*Extracted text*:
────────────────────
After months of prodding, whining, and generally being an obnoxious sonuvabitch, I was finally able to convince the fine folks at www.bad-candy.com to accept a few of my humble contributions. And to thank them for their kindness, I've decided to help them prove to the world that they are, indeed, not racists, by fixing my crosshairs on the worst American products I've put in my mouth since waking up one morning and accidentally brushing my teeth with Desitin (don't ask).
Today's victim is Sixlets, an M&Ms rip-off originally created by the Leaf Corporation, a company that's been associated with mediocre candies since they filled their first gumball machine with stale, discolored jawbreakers. Recently, Leaf was swallowed up by the much larger Hershey Foods, and frankly, I'm amazed that they were able to hold them down for so long. Sure, Leaf has a few almost OK products under its belt, like the famous malted milk balls Whoppers, but it's farted out at least twice as much garbage, usually straight into those red candy dispensors you see with Jerry Lewis and that handicapped kid on the front. The way Leaf's products taste, it's no wonder the kid's been in that wheelchair for so long.
Sixlets, however, are so legendarily awful that no gumball machine could contain them. Instead, they're sold in a rather unpleasant yellow package with a picture of a centipede on the front. The colorful bug is shown balancing a Sixlet on one of his many feet, blissfully unaware of how terrible the candy he's whoring for tastes. Below him is the caption "Candy Coated Chocolate-Flavored Candy", which is of course Hershey's polite way of screaming "M&Ms RIP-OFF!!!" at the top of their lungs. Of course, as you'd expect from any product that's derivitive enough of another to be popular but just different enough to avoid a lawsuit, Sixlets differs from M&Ms in the following ways:
* IT DOESN'T TASTE GOOD. I mean, at all. If by some freak mishap you find a Sixlet in your mouth, don't even take the take to figure out how it got there... spit it out ASAP! If you leave it on your toungue for any length of time, the candy shell starts dissolving, leaving behind a sort of bitter, sort of sour flavor. My guess is that this taste comes from the seven different chemicals they used to dye the shells. In fact, half the ingredients in Sixlets are either food colors or synthetic substances with names the kids who eat this crap couldn't hope to pronounce.
* IT'S MADE FROM CAROB. If you've ever been dragged into a health store as a child, you're familiar with carob. It's that icky stuff your health-conscious relatives were convinced could take the place of chocolate in a kid's sugar-filled diet. In reality, it's the Vege-Links of chocolate. Sure, it may have the same texture and color as chocolate, but the instant you put carob in your mouth, you'll know the difference. And you'll want to set fire to that health store, too, just to make sure that nobody makes the same mistake you did.
────────────────────
*Aim 1*: Repeat word for word the part of the Sixlets review that opens with the words containing "Today's victim is" and closes with "wheelchair for so long.".
The rows that come next have no connection to the Sixlets review.

*Data shown*:
────────────────────
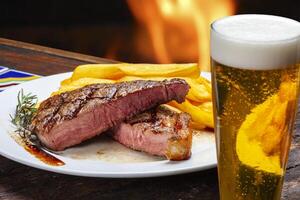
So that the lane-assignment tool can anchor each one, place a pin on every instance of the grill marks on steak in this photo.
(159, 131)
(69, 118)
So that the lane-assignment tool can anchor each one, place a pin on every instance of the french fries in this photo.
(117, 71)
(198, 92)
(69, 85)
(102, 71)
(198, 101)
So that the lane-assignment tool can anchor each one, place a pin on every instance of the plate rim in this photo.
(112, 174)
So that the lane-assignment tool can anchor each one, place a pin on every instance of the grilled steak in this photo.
────────────────────
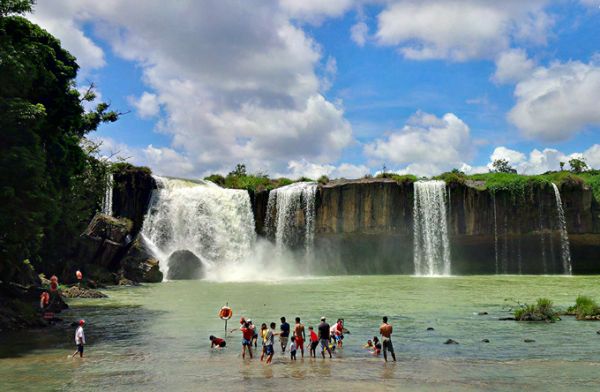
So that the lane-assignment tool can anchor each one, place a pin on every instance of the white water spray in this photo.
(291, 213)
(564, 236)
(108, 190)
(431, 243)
────────────────────
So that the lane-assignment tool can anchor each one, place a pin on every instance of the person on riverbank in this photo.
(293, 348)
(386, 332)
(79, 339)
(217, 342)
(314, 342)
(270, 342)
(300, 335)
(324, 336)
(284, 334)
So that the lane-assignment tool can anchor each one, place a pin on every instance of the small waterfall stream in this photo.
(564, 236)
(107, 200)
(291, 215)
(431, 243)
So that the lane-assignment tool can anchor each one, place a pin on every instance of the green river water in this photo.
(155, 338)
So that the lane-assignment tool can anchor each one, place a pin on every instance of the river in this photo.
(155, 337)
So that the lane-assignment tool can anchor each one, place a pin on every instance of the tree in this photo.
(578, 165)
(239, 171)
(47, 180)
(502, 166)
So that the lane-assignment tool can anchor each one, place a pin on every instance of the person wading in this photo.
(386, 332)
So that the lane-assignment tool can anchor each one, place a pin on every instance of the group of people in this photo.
────────────────────
*Aim 2*: In the rows, take the part that opens with the line containing "stream in this photo." and closes with the line containing "people in this photo.". Give only those lines again with "lane-assignment tool" changed to "lane-routing tool" and everything else left as it is.

*Task result 1*:
Today's victim is Sixlets, an M&Ms rip-off originally created by the Leaf Corporation, a company that's been associated with mediocre candies since they filled their first gumball machine with stale, discolored jawbreakers. Recently, Leaf was swallowed up by the much larger Hershey Foods, and frankly, I'm amazed that they were able to hold them down for so long. Sure, Leaf has a few almost OK products under its belt, like the famous malted milk balls Whoppers, but it's farted out at least twice as much garbage, usually straight into those red candy dispensors you see with Jerry Lewis and that handicapped kid on the front. The way Leaf's products taste, it's no wonder the kid's been in that wheelchair for so long.

*Task result 2*:
So that the lane-routing tool can anchor each one, place a pin on every instance of the small waterfall stream in this photo.
(564, 236)
(107, 200)
(291, 215)
(431, 243)
So that the lane-routing tool can anchor each one, place a pin on every instance of the green river water in this photo.
(155, 338)
So that the lane-routing tool can anchor each one, place a pin on every instance of the river in this photo.
(155, 337)
So that the lane-routing tool can anchor each one, place a pin on every instance of the tree in this photo.
(578, 165)
(239, 171)
(47, 180)
(502, 166)
So that the lane-routing tool can anchor each one, place a pin on every instance of the person wading in this photo.
(386, 332)
So that the lane-routing tool can anchor each one, place a pin on every instance of the group of people in this photo.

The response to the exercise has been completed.